- Task instructions:
1. The blog post below gives the names under which its author has attended Shadow Lane parties. List all of those names.
2. Reproduce the blog post below word for word, taking everything from "And that gets" down to "never should be.".

══ Passage provided

Telling Truths & Telling Tales

I feel odd writing this because it’s something I want to discuss (hence
the whole writing thing) and yet don’t want to be pointing fingers or
telling tales at someone else’s expense.

So here’s my attempt to have it both ways.

In the past couple weeks it’s come to light that a popular blogger who
wrote about spanking, her marriage and domestic discipline / punishment
over the past several years has basically been creating an elaborate
fiction.  Though I didn’t read her very often (and therefore the site
wasn’t linked from the Punishment Book) I’m on another list with some
people who were very regular readers and feel upset / betrayed and all
sorts of other negative feelings.

My own reactions surprise me.  Normally when a work that was supposed to be "real" turns out to be fiction, I have a sort of "you pays your money, you takes your chances" attitude toward it all.  Basically, I tend to think if a story is a good story, it doesn’t really matter whether it’s "true" or somehow "real" or not.  That’s not what creativity is about for me. 

And too, I certainly understand why someone who is lonely and alone and unhappy would find it tempting to create an ideal relationship and even and idealized self.  I mean, I’ll cop to having gone onto IRC as other selves.  And "Mija" of course, isn’t my real name.   I’ve posted questions to forums under other nicks when I felt too embarrassed to use my "real" scene name.  I’ve attended Shadow Lane parties as Annie, Marianna and as Mija depending on how I was feeling that weekend.  As I’ve discovered that authors I like were posting stories under multiple identities (including mixing genders) I’ve generally felt pleased and amused. 

What I’m trying to say is that usually I’m not a stickler for "truth."  I can even be convinced that 100% autobiography is as rare and impossible as 100% fiction. 

In fact, none of us can possibly write the entire truth of our lives.  Even when I try and write an exact account of an event, Pablo will remember it differently.  And of course, we never can write everything.  Nor, in my opinion, should we try.  Pablo and I used to get a little freaked out sometimes by people writing to us via The Treehouse talking about how our "perfect" relationship was exactly what they wanted in their lives.  And we’d be shaking our heads and just saying "if you only knew."  Because, of course, things aren’t perfect all the time.  In fact, as in all relationships, they’re hardly ever perfect.  But we don’t write stories very often based on the bad stuff.  At first we felt like we should, but jeez… who wants to live like that? 

Probably someone.  But not me.  Not us.

In writing The Punishment Book, part of what the other authors and I were trying to do was show a little bit of the hard side of all this.  That it isn’t easy or perfect and doesn’t "just happen."  At least not in my experience.

And that gets me back to how I felt at discovering that a "real life" domestic discipline blog was really fiction. 

I felt annoyed.  Because, well, it was a blog that made it seem like the author had it all together at least in this one area of her relationship.  And as I’ve wondered at my feelings, so different from my usual ones, I’ve had to admit that one reason I didn’t read the blog very often was that it made me feel jealous and frustrated.  Even though I know such things are wrong, I was comparing myself to her.  If she / they could do it, why couldn’t I / they?  I’d wonder if maybe in 20 years time our relationship would be so easy, discipline so natural and familiar. 

And now I know it wasn’t true.  She doesn’t have it all together.  There isn’t a "they."  Maybe that means WIIWD will never be easy.  Maybe it never should be.

I don’t have an ending for this.  Except to wonder what, if anything, you think.

════
══ Excerpted records

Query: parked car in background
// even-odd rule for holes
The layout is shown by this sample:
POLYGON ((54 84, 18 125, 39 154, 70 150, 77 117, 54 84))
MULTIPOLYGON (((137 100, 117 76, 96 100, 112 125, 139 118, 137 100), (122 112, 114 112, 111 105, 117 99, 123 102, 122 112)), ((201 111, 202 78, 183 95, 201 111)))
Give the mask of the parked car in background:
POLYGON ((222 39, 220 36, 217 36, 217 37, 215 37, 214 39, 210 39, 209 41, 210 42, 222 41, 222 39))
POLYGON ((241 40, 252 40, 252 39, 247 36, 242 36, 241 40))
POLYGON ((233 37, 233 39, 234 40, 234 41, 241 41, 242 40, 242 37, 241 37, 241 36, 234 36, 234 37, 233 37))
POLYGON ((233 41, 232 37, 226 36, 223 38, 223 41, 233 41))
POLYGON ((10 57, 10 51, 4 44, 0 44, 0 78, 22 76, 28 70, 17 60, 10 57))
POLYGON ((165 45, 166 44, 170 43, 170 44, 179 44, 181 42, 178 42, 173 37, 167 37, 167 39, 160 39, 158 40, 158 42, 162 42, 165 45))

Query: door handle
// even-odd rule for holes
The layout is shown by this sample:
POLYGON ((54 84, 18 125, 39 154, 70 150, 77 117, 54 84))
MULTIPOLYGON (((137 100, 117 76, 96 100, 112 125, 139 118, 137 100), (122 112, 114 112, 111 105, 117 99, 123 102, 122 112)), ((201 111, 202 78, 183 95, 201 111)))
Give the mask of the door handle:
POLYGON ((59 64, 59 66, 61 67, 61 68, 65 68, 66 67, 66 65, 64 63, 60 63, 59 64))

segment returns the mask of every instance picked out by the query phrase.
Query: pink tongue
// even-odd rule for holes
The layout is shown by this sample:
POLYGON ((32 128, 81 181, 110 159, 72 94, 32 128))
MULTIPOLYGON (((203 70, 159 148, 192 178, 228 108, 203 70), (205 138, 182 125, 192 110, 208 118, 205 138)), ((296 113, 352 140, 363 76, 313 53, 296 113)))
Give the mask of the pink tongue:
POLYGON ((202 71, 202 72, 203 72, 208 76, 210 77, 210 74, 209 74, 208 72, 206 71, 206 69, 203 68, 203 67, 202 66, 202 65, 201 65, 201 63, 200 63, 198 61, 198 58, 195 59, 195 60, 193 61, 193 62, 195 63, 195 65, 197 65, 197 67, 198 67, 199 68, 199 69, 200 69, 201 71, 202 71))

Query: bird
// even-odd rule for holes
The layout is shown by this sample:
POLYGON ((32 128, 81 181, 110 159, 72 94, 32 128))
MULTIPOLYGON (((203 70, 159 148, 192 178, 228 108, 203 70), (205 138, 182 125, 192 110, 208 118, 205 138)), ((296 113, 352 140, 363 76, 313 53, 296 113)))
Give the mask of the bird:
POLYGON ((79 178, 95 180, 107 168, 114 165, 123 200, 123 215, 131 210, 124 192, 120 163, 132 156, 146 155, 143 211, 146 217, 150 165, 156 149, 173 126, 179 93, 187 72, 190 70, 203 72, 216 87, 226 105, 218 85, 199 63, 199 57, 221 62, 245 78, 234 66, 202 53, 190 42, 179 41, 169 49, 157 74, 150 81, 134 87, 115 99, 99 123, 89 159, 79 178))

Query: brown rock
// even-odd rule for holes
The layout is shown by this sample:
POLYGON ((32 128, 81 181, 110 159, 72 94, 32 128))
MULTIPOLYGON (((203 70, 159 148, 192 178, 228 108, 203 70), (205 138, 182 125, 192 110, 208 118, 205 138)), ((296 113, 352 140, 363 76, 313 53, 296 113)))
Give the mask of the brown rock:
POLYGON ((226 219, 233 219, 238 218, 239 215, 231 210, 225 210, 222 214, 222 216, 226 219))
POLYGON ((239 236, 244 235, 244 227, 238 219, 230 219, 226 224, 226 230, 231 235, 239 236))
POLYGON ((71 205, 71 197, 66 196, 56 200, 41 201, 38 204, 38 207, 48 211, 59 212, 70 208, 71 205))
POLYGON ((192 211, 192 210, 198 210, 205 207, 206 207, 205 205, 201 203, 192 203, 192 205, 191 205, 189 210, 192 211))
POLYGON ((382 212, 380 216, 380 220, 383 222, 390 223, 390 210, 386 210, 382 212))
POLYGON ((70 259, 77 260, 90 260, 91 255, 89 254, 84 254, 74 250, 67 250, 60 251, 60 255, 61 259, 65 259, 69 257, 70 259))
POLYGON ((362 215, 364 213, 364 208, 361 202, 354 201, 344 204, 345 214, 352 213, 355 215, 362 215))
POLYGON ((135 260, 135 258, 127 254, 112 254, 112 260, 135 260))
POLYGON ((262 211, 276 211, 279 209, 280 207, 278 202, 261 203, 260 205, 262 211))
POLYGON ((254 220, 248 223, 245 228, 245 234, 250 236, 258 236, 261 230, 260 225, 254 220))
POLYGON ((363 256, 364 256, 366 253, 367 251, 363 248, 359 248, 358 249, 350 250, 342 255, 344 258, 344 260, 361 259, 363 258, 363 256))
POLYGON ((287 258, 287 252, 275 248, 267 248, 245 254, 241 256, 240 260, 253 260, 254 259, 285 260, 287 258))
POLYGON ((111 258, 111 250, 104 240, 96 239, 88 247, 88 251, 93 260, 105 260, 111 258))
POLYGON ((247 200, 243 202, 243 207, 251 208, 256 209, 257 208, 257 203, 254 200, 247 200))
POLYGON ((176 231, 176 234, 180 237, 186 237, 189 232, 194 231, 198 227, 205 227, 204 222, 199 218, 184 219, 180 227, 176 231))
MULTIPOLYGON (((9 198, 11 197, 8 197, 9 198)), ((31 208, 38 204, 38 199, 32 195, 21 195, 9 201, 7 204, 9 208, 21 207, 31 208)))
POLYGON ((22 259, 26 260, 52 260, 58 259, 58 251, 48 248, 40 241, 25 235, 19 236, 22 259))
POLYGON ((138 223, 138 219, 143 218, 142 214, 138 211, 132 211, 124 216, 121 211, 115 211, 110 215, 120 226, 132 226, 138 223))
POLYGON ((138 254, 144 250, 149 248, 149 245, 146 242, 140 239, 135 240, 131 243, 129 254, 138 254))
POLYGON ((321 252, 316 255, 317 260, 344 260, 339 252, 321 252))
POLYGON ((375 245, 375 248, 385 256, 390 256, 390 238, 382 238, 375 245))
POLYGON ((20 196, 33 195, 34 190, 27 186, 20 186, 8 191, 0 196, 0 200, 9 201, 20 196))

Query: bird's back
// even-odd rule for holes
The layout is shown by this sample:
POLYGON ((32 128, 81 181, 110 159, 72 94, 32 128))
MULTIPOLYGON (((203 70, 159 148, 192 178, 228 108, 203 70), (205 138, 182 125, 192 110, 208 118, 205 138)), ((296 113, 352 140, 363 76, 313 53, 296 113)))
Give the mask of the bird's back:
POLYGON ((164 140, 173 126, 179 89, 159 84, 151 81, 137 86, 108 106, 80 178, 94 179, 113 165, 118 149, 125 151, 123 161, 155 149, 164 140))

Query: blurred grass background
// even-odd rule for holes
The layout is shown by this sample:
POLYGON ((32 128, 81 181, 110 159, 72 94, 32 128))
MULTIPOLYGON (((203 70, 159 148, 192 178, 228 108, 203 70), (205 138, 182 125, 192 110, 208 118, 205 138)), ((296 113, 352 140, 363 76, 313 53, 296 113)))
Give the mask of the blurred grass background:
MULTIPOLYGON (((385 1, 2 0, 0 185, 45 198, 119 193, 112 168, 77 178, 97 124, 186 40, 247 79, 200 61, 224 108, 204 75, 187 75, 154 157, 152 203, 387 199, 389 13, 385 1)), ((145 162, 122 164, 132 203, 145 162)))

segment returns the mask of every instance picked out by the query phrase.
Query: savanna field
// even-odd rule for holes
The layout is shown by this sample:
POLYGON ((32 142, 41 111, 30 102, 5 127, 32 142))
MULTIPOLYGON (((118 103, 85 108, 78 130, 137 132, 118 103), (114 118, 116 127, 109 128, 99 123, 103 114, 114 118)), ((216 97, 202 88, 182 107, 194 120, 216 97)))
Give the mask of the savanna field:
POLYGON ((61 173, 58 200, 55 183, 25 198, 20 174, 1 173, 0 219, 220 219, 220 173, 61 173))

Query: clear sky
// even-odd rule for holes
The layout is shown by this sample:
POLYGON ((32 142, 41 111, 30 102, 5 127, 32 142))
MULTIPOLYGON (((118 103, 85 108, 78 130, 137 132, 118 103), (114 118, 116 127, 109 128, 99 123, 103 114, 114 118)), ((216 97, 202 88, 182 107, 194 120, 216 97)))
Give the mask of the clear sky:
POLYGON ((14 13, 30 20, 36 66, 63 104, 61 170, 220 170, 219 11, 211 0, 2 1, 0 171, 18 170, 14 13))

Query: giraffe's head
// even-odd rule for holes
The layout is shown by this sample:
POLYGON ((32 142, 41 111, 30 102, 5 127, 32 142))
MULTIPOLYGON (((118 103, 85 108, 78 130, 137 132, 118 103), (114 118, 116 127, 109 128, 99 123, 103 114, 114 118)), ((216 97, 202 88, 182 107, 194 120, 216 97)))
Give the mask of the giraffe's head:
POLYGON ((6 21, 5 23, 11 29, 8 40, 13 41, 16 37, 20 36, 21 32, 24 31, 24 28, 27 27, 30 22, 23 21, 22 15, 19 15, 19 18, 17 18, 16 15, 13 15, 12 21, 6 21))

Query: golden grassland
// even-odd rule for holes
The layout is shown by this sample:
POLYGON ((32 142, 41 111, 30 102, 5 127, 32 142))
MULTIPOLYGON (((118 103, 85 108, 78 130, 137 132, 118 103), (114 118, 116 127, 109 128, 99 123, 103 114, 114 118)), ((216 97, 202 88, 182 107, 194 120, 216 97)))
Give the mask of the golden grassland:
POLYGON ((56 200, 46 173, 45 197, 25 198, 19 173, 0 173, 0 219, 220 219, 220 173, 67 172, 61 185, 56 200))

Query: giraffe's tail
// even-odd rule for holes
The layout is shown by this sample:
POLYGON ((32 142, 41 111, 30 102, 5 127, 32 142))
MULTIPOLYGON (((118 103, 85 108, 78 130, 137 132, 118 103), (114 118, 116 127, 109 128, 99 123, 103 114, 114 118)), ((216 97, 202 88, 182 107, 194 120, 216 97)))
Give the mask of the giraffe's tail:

════

- Task-by-task solutions:
1. Annie, Marianna, Mija

2.
And that gets me back to how I felt at discovering that a "real life" domestic discipline blog was really fiction. 

I felt annoyed.  Because, well, it was a blog that made it seem like the author had it all together at least in this one area of her relationship.  And as I’ve wondered at my feelings, so different from my usual ones, I’ve had to admit that one reason I didn’t read the blog very often was that it made me feel jealous and frustrated.  Even though I know such things are wrong, I was comparing myself to her.  If she / they could do it, why couldn’t I / they?  I’d wonder if maybe in 20 years time our relationship would be so easy, discipline so natural and familiar. 

And now I know it wasn’t true.  She doesn’t have it all together.  There isn’t a "they."  Maybe that means WIIWD will never be easy.  Maybe it never should be.